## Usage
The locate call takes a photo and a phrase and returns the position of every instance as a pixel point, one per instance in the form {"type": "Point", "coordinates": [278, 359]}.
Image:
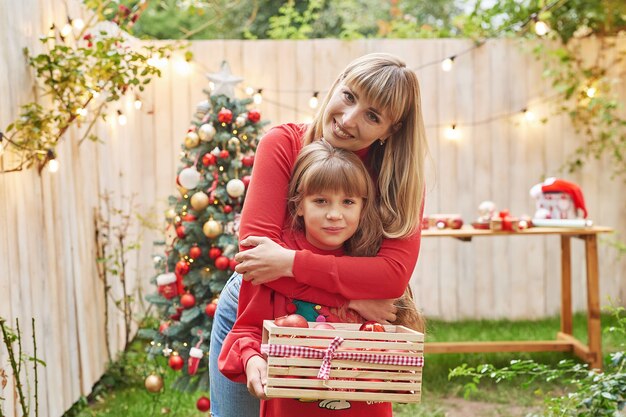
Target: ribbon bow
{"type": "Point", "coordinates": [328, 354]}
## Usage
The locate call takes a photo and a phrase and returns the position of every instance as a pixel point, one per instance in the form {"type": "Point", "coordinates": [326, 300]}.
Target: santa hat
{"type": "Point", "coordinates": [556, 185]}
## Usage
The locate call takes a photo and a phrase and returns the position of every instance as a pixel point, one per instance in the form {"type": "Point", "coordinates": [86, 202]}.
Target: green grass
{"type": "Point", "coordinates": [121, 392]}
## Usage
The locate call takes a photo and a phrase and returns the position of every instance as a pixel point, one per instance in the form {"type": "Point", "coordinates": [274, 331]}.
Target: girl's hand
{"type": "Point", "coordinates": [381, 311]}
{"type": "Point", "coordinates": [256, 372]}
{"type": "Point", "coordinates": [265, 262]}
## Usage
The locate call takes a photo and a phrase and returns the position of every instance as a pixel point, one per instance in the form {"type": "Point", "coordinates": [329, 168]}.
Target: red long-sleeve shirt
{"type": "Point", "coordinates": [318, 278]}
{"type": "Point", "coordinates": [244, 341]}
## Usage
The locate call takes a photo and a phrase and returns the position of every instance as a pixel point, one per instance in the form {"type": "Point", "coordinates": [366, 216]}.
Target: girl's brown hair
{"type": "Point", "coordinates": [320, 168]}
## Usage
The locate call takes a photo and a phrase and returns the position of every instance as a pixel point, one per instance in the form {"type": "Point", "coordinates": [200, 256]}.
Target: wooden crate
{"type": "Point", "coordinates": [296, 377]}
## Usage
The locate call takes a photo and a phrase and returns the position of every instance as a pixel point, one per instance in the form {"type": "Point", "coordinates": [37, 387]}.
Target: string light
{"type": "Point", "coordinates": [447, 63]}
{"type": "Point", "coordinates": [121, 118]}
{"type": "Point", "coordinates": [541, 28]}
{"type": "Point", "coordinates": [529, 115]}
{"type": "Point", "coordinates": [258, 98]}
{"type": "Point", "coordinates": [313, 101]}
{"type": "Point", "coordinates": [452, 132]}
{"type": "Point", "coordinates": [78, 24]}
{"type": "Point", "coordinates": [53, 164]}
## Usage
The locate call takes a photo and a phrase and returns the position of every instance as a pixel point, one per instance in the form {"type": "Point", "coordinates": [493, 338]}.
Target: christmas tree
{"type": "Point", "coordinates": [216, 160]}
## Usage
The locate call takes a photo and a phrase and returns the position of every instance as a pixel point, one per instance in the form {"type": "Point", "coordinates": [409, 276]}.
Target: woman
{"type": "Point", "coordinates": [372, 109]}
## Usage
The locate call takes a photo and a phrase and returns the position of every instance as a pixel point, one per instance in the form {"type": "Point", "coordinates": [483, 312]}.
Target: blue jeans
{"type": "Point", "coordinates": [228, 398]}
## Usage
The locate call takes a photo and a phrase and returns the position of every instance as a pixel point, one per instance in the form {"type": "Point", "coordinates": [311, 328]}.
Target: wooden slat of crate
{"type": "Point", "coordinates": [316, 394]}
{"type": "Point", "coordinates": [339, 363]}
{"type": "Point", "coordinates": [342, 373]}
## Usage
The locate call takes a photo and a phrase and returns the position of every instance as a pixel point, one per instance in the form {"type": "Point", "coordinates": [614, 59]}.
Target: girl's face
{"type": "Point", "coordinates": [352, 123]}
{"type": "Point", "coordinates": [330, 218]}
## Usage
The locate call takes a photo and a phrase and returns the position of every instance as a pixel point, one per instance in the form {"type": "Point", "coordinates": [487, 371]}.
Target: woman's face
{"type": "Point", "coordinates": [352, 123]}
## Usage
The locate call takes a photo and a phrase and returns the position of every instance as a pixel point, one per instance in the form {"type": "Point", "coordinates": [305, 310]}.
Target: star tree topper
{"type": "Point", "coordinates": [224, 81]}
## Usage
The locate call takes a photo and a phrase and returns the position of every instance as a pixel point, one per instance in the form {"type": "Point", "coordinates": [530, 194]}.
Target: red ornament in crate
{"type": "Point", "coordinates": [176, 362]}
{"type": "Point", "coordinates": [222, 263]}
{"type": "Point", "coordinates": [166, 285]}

_____

EXERCISE DIRECTIONS: Take the listing above and print it exactly, apart from the pictures.

ANSWER BOX:
## Usage
The locate call takes a photo and a phrase and returns the position of every instance as a pixel point, one per instance in the form {"type": "Point", "coordinates": [278, 359]}.
Image:
Target: ribbon bow
{"type": "Point", "coordinates": [328, 354]}
## Usage
The locate call takes a photo and a phrase and returns the position of every instance as a pixel point, one per instance in the form {"type": "Point", "coordinates": [326, 300]}.
Target: santa hat
{"type": "Point", "coordinates": [556, 185]}
## Usage
The locate call takes a photo and a phrase and returns the position of every instance as a pixel point, one per instance in the form {"type": "Point", "coordinates": [86, 202]}.
Target: green grass
{"type": "Point", "coordinates": [121, 392]}
## Usage
The locate call takes a photo and a phrase and returns the position of every instance as a pixel point, one per instance in the form {"type": "Point", "coordinates": [274, 331]}.
Target: girl's hand
{"type": "Point", "coordinates": [381, 311]}
{"type": "Point", "coordinates": [256, 372]}
{"type": "Point", "coordinates": [265, 262]}
## Usage
The locate call takes a photo and a phrase and returns the position of every instance as a pixel point, one per instance in the form {"type": "Point", "coordinates": [329, 168]}.
Target: red long-sleeve shirt
{"type": "Point", "coordinates": [318, 278]}
{"type": "Point", "coordinates": [244, 341]}
## Usage
The locate call takes a photo and a phrase and returns the position of every instance as a pixel point, one per instance in the form {"type": "Point", "coordinates": [366, 216]}.
Target: girl's brown hair
{"type": "Point", "coordinates": [320, 168]}
## Usage
The locate call takes a photo and a phrase and returns the position of every instance as a pixel point, one per instance in the form {"type": "Point", "coordinates": [200, 256]}.
Target: wooden crate
{"type": "Point", "coordinates": [296, 377]}
## Usage
The locate call takes a photo and a phrase and returns the position of every instance as a pixel point, one per instance in the form {"type": "Point", "coordinates": [37, 387]}.
Target: string light
{"type": "Point", "coordinates": [447, 63]}
{"type": "Point", "coordinates": [121, 118]}
{"type": "Point", "coordinates": [541, 28]}
{"type": "Point", "coordinates": [529, 115]}
{"type": "Point", "coordinates": [258, 98]}
{"type": "Point", "coordinates": [313, 101]}
{"type": "Point", "coordinates": [452, 132]}
{"type": "Point", "coordinates": [78, 24]}
{"type": "Point", "coordinates": [53, 164]}
## Usage
The locate call takes a photo and a phrase and returns the position of every instance as a pixel point, one per instance in the form {"type": "Point", "coordinates": [493, 338]}.
Target: christmas tree
{"type": "Point", "coordinates": [216, 160]}
## Usage
The locate call takes a photo and a phrase and returns the position of every instance as a pixel point, one per instance in the form {"type": "Point", "coordinates": [409, 276]}.
Target: woman
{"type": "Point", "coordinates": [372, 109]}
## Usage
The locate call takes a photo and a phrase and returns the position of every instance as a pixel point, one per instance in the form {"type": "Point", "coordinates": [483, 312]}.
Target: blue jeans
{"type": "Point", "coordinates": [228, 398]}
## Usage
The locate call takes a photo and a phrase and returns the position of every instance as a pixel point, one per instance in the form {"type": "Point", "coordinates": [311, 328]}.
Target: wooden slat of crate
{"type": "Point", "coordinates": [316, 394]}
{"type": "Point", "coordinates": [339, 363]}
{"type": "Point", "coordinates": [342, 373]}
## Usage
The locate call takes a photo and a phrase and returns the position of every instance as a pixel point, one per instance in the form {"type": "Point", "coordinates": [614, 59]}.
Target: girl's face
{"type": "Point", "coordinates": [352, 123]}
{"type": "Point", "coordinates": [330, 218]}
## Usage
The locate call takes a photo and a phrase and returns the position of every instance as a pixel point, one per instance in the form {"type": "Point", "coordinates": [487, 371]}.
Target: woman's face
{"type": "Point", "coordinates": [352, 123]}
## Usage
The locate call takes a photo and a phrase and returns the position of every instance as a pixel point, one per instance in the form {"type": "Point", "coordinates": [305, 310]}.
Target: star tree topper
{"type": "Point", "coordinates": [224, 81]}
## Usage
The locate call takes a photo and a phrase and returns the position of every instance as a pixel point, one per instance in the form {"type": "Point", "coordinates": [530, 194]}.
Target: red ornament in crate
{"type": "Point", "coordinates": [176, 362]}
{"type": "Point", "coordinates": [222, 263]}
{"type": "Point", "coordinates": [166, 285]}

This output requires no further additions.